▸ **WHAT YOU SHOULD DO**
Copy the records below exactly as they appear.

● ● ● ●

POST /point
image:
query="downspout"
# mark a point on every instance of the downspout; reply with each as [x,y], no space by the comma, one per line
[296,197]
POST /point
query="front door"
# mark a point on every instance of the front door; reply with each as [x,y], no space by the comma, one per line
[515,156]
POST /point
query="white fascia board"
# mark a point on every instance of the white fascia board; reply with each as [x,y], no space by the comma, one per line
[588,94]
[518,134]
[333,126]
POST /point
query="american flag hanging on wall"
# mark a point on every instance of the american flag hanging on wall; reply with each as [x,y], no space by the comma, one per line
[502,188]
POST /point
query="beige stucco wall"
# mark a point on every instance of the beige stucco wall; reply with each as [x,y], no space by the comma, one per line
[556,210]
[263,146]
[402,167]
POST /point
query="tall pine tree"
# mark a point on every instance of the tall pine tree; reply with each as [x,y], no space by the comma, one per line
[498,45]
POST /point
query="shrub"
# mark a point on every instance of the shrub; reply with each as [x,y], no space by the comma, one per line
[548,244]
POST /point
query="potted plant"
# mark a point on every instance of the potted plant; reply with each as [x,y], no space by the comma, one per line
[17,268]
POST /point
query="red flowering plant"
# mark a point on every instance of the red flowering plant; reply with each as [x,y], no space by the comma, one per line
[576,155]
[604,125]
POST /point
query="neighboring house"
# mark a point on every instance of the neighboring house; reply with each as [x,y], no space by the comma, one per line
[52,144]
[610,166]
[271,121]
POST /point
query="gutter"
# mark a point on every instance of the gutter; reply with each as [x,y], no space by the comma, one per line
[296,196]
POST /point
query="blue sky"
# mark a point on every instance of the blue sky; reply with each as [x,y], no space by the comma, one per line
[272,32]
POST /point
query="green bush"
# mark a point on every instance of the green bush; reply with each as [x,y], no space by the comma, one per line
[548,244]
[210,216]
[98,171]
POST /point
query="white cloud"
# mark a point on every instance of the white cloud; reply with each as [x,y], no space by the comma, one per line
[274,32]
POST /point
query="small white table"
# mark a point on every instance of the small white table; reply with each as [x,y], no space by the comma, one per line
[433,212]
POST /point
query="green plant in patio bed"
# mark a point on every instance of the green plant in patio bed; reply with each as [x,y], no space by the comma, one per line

● ● ● ●

▸ **FINAL ANSWER**
POST /point
image:
query="downspout"
# mark a point on every instance of the downspout; reply with each as [x,y], no space by the comma, one per line
[296,197]
POST /point
query="front door"
# mark a point on every instance of the front door; reply with each as [x,y], no space by the comma, one per line
[515,156]
POST /point
query="white fascia board"
# mark a point on every instance of the white fascia board; reply with each as [x,y], no space by the comma, one per line
[588,94]
[518,134]
[333,126]
POST /point
query="american flag hanging on wall"
# mark a point on every instance of the american flag hanging on wall; reply with each as [x,y], no space by the comma, one per line
[502,188]
POST /point
query="beige stucco wall"
# mark a point on every instance of the beige stucco wall; reply with each as [x,y], no space by the comma, one per line
[556,210]
[263,146]
[402,167]
POST /point
query="tall pine tree"
# mark a point on every instance of the tall pine tree; reply with each as [x,y], no space by the comma, one per line
[498,45]
POST /point
query="shrub"
# mark a point on every instance of the shrub; reply with each as [x,y], no space by the comma, one per line
[548,244]
POST /point
query="potted plant"
# mark a point on every instance of the potted plant; reply with each as [x,y], no space by the comma, one per line
[17,268]
POST /point
query="red flowering plant"
# mark a point on every instance of the red flowering plant; reply with each as [x,y], no space by the comma, one per line
[576,155]
[604,125]
POST /point
query="neighboring house"
# mark a point on every instance of the neighboring house; reply with each as [x,y], no space by the comma, one per line
[52,144]
[610,166]
[271,121]
POST /point
query="gutter"
# mark a point on every instance of the gutter; reply with each as [x,y], no space by the comma, one per line
[296,196]
POST /point
query="blue sky"
# mark a point on every instance of the blue sky; reply with each as [x,y], no space by the comma, one per line
[272,32]
POST /point
query="green bush"
# mark a point on every instance of the green bush; reply with each as [x,y], no space by the comma, one per line
[548,244]
[210,216]
[98,171]
POST /point
query="white cloud"
# mark a point on every instance of the white cloud; reply with each as [x,y], no space by the comma, one per line
[274,32]
POST /point
query="small white table"
# mark a point on every instance of the small white table; reply with each as [x,y], no space by the comma, one per line
[433,212]
POST /point
query="green plant in patio bed"
# mark a point on every instance of the green plant in patio bed; reply with each as [x,y], no space by the comma, one per line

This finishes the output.